▸ REQUIRED TASK 1: Can you retype, from the entries, every line from the one containing "the white sea" through the one containing "pixel 352 437", both ends included?
▸ REQUIRED TASK 2: How would the passage on Camões's epic poem and its politics continue from its last sentence?

Reading the poem in this translation, you are very conscious of its political agenda. On one level it's an adventure story: a brave band of men from a little European country boldly going to India round the Cape of Good Hope, a journey no-one has made before. But Camões goes to great lengths to tie the story in both with classical precedents and with Portuguese history. Allusions to the Aeneid in particular are very frequent. Da Gama is the Portuguese Aeneas, off to found a new Rome in the East for his country. Even though da Gama is also supposed to be a Christian emissary into the infidel world, Camões shows us how important his mision is by having the classical gods and goddesses fight about him, just as they did about Aeneas (Venus is rooting for him because she supports Portugal; Bacchus is trying to stop his journey because he feels that his monopoly is being infringed). The young king Sebastião is the ostensible addressee of the poem, and Camões doesn't hesitate to remind him that Augustus found Virgil very useful as a propagandist and gave him a nice pension. At one point a whole canto of the poem is taken up by Da Gama giving a lecture on Portuguese history as a form of Manifest Destiny; at another, a helpful nymph fills us in — in quite remarkable detail — about what is going to happen in the seventy years between da Gama's voyage and the publication of the poem.

Whenever he gets the chance, Camões has a go at Sebastião and his Christian fellow monarchs for not acting with a unified front against the Moslems. "We have the superior technology for the moment: if we all got together we could wipe out Islam and Christianise the world," is his message, which should go down well with today's loonier anti-Islamic politicians too. Unfortunately, Sebastião seems to have taken his advice to heart, going off a few years later on a disastrous crusade to Morocco with the entire army, and leaving the door open for Philip II of Spain.

▸ DATA EXTRACT:
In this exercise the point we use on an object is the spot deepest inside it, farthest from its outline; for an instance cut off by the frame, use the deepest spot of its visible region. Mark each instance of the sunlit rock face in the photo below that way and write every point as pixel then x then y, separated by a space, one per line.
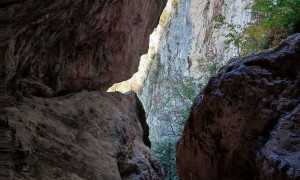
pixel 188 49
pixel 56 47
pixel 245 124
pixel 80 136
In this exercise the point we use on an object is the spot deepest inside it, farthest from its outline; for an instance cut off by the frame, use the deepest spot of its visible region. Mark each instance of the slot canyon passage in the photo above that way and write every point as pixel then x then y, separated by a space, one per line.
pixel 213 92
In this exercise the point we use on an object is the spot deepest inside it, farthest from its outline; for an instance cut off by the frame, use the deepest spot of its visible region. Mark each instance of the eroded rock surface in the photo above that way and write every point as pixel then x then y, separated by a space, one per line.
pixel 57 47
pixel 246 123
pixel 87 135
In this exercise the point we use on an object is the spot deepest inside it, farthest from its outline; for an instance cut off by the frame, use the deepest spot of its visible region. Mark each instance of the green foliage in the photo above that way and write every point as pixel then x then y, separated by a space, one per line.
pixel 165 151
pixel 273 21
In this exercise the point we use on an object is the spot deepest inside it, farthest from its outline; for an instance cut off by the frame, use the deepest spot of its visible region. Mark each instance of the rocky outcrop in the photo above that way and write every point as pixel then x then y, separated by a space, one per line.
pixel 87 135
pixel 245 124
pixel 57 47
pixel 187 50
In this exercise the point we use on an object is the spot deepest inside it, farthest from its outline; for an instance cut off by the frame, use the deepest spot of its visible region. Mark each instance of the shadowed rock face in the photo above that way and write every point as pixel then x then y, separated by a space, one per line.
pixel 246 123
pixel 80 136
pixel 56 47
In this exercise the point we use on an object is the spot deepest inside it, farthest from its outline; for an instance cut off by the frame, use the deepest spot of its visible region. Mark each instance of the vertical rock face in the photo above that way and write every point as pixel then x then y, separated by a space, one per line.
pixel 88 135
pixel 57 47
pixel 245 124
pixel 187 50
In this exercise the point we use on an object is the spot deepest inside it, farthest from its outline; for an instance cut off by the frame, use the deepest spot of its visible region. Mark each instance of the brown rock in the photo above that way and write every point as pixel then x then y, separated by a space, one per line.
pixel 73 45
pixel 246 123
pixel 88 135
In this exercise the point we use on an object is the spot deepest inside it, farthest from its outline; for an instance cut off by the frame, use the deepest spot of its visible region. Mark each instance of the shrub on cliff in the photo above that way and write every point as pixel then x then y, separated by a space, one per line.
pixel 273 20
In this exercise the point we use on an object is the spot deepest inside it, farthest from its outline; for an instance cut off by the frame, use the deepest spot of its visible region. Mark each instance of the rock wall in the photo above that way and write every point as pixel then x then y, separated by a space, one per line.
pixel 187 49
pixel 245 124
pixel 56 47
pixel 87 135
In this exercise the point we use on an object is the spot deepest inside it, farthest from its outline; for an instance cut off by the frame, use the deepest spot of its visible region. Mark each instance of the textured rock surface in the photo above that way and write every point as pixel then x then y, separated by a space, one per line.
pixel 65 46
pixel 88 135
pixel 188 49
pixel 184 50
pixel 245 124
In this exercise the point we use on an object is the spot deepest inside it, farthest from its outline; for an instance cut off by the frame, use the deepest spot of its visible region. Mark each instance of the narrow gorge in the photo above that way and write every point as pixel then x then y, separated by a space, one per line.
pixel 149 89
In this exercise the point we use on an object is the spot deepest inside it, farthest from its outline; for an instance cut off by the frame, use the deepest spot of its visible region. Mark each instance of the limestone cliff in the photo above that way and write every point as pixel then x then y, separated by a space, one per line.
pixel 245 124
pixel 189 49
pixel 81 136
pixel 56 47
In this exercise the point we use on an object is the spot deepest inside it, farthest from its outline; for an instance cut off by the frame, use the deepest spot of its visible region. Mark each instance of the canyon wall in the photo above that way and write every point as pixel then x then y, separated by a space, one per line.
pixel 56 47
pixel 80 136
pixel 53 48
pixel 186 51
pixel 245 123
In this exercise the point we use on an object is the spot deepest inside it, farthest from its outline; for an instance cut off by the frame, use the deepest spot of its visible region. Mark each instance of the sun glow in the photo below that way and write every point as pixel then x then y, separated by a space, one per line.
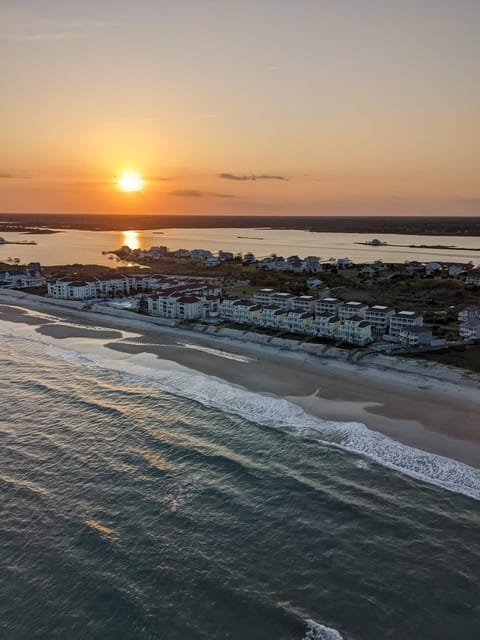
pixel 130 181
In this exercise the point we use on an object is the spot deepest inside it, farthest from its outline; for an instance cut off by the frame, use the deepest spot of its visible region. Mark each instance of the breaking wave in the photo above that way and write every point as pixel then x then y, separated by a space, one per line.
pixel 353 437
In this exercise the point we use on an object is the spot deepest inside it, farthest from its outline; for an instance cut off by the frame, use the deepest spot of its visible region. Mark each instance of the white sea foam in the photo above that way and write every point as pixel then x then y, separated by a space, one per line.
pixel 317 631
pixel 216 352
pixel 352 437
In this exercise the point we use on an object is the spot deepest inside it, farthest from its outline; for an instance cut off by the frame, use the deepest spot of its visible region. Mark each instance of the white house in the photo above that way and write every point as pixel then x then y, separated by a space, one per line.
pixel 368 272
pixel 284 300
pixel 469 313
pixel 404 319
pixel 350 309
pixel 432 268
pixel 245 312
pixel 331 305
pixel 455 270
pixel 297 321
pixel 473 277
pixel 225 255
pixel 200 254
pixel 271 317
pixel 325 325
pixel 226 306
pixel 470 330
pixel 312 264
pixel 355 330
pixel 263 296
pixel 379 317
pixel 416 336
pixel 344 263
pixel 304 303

▸ REPLY 1:
In this exercise the point we use on an object is the spot deepest inside it, farthest from its outline; for an instance cut off by the frame, use the deepest spot of its visible region. Mark each instance of the white sea foam in the photo above that way and write every point as pixel then x then y, separated by a space, one per line.
pixel 317 631
pixel 216 352
pixel 352 437

▸ REPLY 2:
It is interesting to observe how Camões takes it for granted that da Gama and his crew are able to communicate with the locals throughout most of their journey in Arabic: when they reach Calicut, they even encounter a Moroccan traveller who speaks Spanish. Calicut is already trading regularly with Europe through merchants based in the Arabian peninsula. It's easy to forget when we talk about "voyages of discovery" that this wasn't about going to new places: rather it was a matter of finding new, cheaper ways to get to the sources of the raw materials. All Camões's talk about spreading the Gospel is a bit of a smoke-screen: da Gama didn't bother to convert anybody (in fact, Camões never mentions whether they even had any priests or missionaries with them), but he did make jolly sure that he came back with samples of spices.
1 vote thorold | May 13, 2009 |
Wonderfully written story interweaving Greek gods into the lives of the voyagers. I am not sure if the tale is historically correct, but I enjoyed the adventure into the unknown lands. ( )
  jshullih | Dec 15, 2008 |
The rating is for the translation and not for the original poem. I'm afraid that this translation – though accurate – is very flat. Anyone wanting to read this epic in English should go to the 17th-century translation by Sir Richard Fanshawe — available in Vol. 2 of Fanshawe's Collected Poems and translation (OUP, 1995), which version is full of brio AND poetry. ( )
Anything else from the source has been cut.